### Task details
The answer should hold exactly the lines of the entries below from the one containing "tree accordingly, one point per instance." through the last line, both included.

### Available data
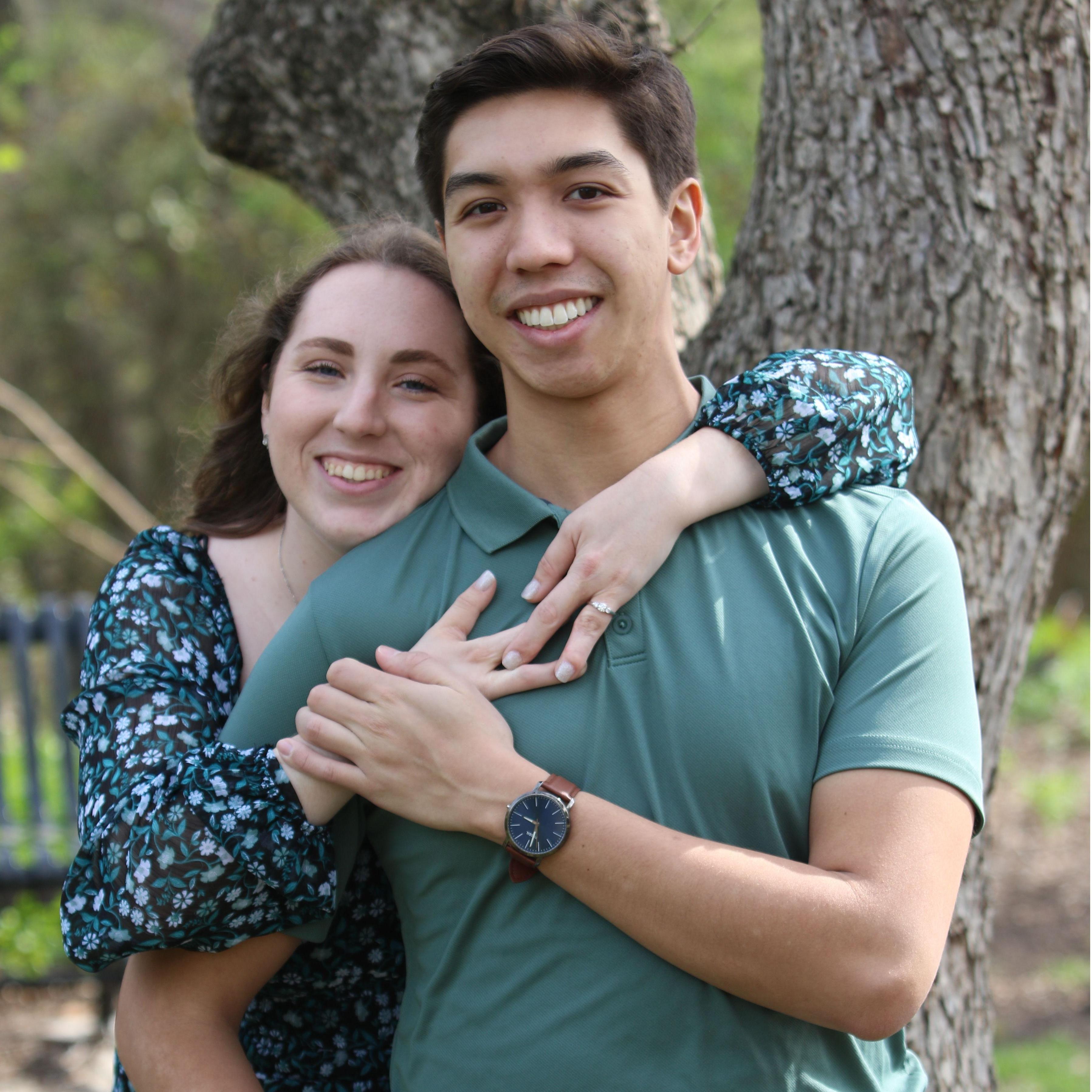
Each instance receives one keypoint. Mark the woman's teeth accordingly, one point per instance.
(558, 315)
(356, 472)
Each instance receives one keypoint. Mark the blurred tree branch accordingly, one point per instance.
(41, 501)
(78, 460)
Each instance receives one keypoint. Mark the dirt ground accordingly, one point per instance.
(52, 1038)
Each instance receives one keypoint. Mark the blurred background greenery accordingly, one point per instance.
(124, 247)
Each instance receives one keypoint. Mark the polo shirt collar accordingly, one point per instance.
(491, 508)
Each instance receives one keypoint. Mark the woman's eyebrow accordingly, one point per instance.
(342, 349)
(420, 356)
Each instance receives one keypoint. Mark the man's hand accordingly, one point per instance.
(419, 742)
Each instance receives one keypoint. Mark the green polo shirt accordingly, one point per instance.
(774, 648)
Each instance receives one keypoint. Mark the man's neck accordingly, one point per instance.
(567, 450)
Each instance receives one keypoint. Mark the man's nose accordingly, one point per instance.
(540, 238)
(364, 411)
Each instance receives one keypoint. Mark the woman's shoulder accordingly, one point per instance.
(165, 586)
(162, 554)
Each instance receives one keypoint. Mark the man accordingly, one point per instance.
(777, 751)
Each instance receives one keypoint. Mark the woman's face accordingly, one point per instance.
(372, 402)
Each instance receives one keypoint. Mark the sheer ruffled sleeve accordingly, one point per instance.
(819, 421)
(184, 841)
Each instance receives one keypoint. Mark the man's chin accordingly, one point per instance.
(568, 376)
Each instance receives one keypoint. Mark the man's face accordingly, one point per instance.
(561, 252)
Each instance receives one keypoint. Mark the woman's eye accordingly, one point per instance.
(324, 368)
(417, 386)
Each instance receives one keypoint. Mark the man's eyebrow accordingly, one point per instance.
(420, 356)
(580, 161)
(470, 178)
(343, 349)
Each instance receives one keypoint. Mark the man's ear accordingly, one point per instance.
(684, 214)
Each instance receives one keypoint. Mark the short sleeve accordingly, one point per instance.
(820, 421)
(906, 697)
(293, 663)
(184, 841)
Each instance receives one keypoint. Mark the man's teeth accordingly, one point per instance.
(356, 472)
(557, 315)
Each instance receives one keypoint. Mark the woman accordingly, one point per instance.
(345, 404)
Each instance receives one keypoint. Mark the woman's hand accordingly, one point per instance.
(476, 661)
(417, 741)
(611, 547)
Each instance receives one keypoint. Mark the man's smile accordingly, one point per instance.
(559, 314)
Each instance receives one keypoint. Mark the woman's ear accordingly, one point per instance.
(685, 212)
(266, 407)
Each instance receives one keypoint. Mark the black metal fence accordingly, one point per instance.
(40, 662)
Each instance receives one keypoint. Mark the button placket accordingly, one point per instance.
(625, 636)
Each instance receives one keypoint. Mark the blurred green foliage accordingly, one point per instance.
(1054, 1064)
(123, 248)
(30, 937)
(1054, 695)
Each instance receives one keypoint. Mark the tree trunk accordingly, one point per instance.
(326, 98)
(921, 191)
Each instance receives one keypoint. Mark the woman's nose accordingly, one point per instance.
(363, 413)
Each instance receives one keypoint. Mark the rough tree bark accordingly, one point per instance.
(921, 191)
(326, 98)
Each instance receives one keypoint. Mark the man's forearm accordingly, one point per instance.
(853, 952)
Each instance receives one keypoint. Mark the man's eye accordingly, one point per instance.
(588, 193)
(484, 208)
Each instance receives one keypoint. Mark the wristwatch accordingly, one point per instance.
(537, 825)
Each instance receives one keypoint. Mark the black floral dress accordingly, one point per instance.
(188, 842)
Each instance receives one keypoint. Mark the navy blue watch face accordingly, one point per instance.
(537, 825)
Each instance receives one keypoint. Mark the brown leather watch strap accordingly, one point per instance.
(520, 868)
(566, 790)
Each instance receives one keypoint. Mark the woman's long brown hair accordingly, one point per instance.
(234, 493)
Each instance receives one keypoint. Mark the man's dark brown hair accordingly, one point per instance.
(648, 94)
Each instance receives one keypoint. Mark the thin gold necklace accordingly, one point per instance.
(280, 562)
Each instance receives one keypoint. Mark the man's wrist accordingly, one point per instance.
(513, 780)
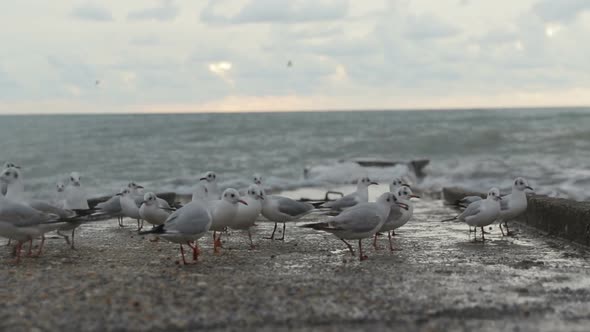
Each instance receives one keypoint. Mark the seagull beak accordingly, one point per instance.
(402, 205)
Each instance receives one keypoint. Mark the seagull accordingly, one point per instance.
(130, 207)
(283, 209)
(137, 194)
(76, 200)
(75, 195)
(398, 216)
(483, 212)
(60, 195)
(360, 222)
(361, 195)
(514, 204)
(22, 223)
(15, 192)
(151, 212)
(4, 186)
(112, 206)
(223, 212)
(200, 192)
(184, 226)
(211, 184)
(247, 214)
(257, 179)
(395, 184)
(465, 201)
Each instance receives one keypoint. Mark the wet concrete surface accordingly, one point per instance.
(561, 217)
(440, 280)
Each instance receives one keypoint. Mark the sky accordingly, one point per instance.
(64, 56)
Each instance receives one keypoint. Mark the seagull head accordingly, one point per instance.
(521, 184)
(150, 198)
(257, 179)
(405, 193)
(75, 179)
(494, 194)
(10, 175)
(365, 182)
(233, 196)
(210, 177)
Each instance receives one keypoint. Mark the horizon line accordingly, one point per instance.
(418, 109)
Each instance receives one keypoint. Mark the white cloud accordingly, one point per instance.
(272, 11)
(166, 10)
(560, 10)
(374, 53)
(92, 12)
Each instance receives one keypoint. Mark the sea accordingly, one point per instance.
(475, 149)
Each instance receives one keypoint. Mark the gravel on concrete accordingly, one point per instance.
(440, 280)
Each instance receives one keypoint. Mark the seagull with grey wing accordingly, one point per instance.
(112, 207)
(360, 222)
(185, 226)
(481, 213)
(361, 195)
(4, 186)
(22, 223)
(279, 209)
(398, 217)
(514, 204)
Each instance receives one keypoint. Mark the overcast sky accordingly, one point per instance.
(222, 55)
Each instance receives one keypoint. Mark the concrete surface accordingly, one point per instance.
(565, 218)
(117, 280)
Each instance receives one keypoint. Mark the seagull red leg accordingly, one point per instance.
(272, 236)
(349, 247)
(362, 257)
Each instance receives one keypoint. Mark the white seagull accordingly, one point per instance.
(130, 207)
(359, 222)
(184, 226)
(247, 214)
(482, 213)
(151, 211)
(223, 212)
(283, 209)
(514, 204)
(361, 195)
(112, 206)
(211, 184)
(398, 216)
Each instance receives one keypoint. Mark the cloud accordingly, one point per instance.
(427, 26)
(145, 40)
(281, 12)
(90, 12)
(560, 10)
(165, 11)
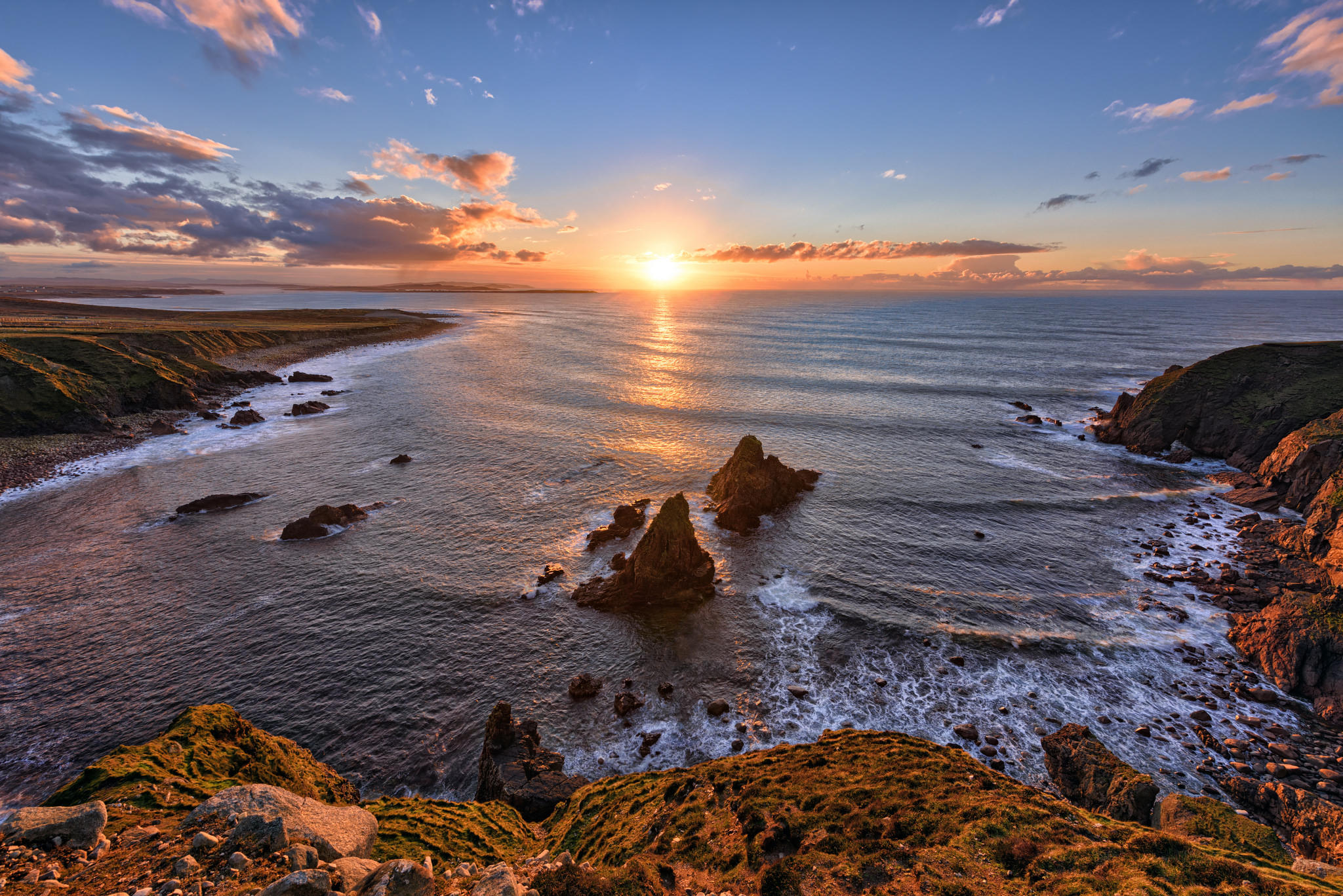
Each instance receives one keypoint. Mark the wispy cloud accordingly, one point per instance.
(14, 74)
(143, 11)
(1312, 45)
(994, 15)
(327, 93)
(1149, 113)
(1062, 201)
(483, 172)
(857, 249)
(1149, 168)
(371, 20)
(1249, 102)
(1207, 176)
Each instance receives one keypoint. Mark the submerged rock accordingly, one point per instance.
(626, 519)
(751, 485)
(666, 568)
(315, 526)
(516, 770)
(212, 503)
(246, 417)
(1094, 778)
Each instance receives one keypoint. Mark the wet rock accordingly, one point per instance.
(77, 827)
(212, 503)
(751, 485)
(668, 568)
(246, 417)
(1092, 777)
(584, 686)
(626, 519)
(626, 701)
(333, 830)
(516, 770)
(398, 878)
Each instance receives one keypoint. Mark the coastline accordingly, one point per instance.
(30, 459)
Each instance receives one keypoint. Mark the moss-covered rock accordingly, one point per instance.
(452, 833)
(1237, 404)
(205, 750)
(865, 810)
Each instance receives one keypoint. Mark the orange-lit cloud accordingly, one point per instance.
(856, 249)
(1312, 45)
(483, 172)
(1207, 176)
(14, 74)
(132, 130)
(1249, 102)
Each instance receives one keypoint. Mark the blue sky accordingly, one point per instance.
(771, 125)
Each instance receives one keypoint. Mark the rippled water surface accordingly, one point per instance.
(383, 648)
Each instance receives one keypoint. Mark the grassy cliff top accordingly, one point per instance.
(205, 750)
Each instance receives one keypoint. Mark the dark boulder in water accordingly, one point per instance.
(668, 568)
(513, 768)
(626, 519)
(219, 503)
(751, 485)
(246, 417)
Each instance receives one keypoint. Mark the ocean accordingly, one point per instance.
(383, 648)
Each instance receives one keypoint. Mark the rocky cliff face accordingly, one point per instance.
(666, 568)
(751, 485)
(1237, 404)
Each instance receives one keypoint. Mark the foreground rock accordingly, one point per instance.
(212, 503)
(333, 830)
(626, 519)
(1236, 406)
(516, 770)
(668, 568)
(320, 522)
(751, 485)
(75, 827)
(1095, 778)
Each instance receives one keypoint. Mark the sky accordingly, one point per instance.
(1024, 144)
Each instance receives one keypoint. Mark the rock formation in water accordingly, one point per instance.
(668, 568)
(516, 770)
(751, 485)
(316, 524)
(626, 519)
(1092, 777)
(1237, 404)
(212, 503)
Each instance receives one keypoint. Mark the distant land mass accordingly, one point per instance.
(437, 286)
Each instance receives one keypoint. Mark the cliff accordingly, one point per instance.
(1237, 404)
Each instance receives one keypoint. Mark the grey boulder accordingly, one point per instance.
(77, 827)
(333, 830)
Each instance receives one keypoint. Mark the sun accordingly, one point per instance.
(661, 270)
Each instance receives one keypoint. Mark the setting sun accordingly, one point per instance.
(661, 270)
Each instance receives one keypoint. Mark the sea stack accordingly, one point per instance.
(751, 485)
(668, 568)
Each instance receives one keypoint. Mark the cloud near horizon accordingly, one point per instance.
(58, 195)
(857, 250)
(1312, 45)
(1249, 102)
(483, 172)
(1207, 176)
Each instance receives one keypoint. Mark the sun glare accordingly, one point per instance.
(661, 270)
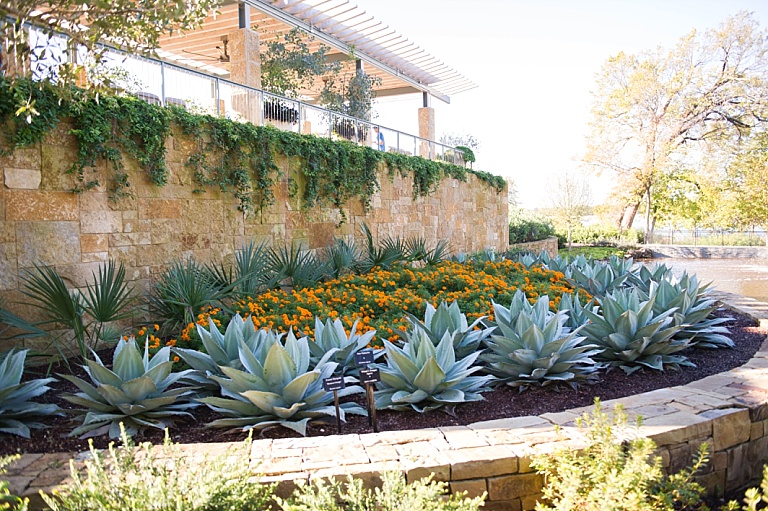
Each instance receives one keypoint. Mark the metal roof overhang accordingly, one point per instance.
(404, 67)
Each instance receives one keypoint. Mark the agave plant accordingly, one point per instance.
(423, 377)
(331, 337)
(16, 409)
(136, 392)
(571, 305)
(221, 350)
(277, 388)
(533, 346)
(692, 309)
(631, 335)
(450, 320)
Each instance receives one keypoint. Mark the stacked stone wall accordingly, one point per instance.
(42, 222)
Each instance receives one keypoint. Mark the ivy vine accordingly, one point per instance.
(239, 158)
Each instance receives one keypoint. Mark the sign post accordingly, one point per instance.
(335, 384)
(368, 377)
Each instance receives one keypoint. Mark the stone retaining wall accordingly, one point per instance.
(42, 222)
(548, 244)
(710, 252)
(729, 411)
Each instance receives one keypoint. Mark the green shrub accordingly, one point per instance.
(523, 229)
(7, 500)
(394, 495)
(615, 471)
(145, 477)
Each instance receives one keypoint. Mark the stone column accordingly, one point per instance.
(245, 68)
(427, 130)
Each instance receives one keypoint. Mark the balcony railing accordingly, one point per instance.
(165, 83)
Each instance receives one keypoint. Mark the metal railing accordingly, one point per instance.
(164, 83)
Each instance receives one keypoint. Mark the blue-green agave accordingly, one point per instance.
(533, 346)
(17, 412)
(278, 386)
(449, 320)
(422, 376)
(136, 391)
(631, 335)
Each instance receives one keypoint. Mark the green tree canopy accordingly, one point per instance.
(658, 107)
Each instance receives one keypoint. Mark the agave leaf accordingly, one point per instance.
(279, 368)
(295, 390)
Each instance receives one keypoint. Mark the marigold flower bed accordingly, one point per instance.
(379, 299)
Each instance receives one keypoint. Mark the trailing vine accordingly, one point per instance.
(238, 158)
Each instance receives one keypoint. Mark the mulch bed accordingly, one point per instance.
(500, 403)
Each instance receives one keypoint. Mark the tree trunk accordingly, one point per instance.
(628, 217)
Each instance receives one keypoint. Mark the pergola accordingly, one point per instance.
(402, 66)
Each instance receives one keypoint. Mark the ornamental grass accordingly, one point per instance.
(378, 299)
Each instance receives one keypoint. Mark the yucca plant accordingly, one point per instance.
(532, 346)
(631, 335)
(294, 267)
(340, 257)
(331, 337)
(389, 252)
(181, 291)
(87, 316)
(221, 350)
(278, 386)
(450, 320)
(17, 411)
(423, 377)
(692, 309)
(136, 392)
(248, 274)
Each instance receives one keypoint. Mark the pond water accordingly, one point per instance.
(746, 277)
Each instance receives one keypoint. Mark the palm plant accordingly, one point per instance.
(423, 377)
(16, 410)
(631, 335)
(135, 392)
(294, 267)
(450, 320)
(248, 274)
(384, 256)
(88, 316)
(278, 386)
(533, 346)
(340, 257)
(181, 291)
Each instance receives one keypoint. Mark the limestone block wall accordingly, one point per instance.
(41, 221)
(549, 244)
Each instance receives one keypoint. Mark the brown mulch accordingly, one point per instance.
(500, 403)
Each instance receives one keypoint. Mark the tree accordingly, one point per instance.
(569, 197)
(288, 65)
(133, 25)
(653, 108)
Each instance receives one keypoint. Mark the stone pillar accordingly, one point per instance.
(427, 130)
(245, 67)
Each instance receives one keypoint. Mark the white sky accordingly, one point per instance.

### Expected output
Each instance receives one keypoint. Mark the tree accordingly, one point per instance.
(569, 197)
(288, 65)
(133, 25)
(653, 108)
Each instance receives one keypoint. Mark the stone pillar accordingly, one point per instance.
(427, 130)
(245, 67)
Each instance receives one keypoint. Mark the white sky accordingly, one point per instance.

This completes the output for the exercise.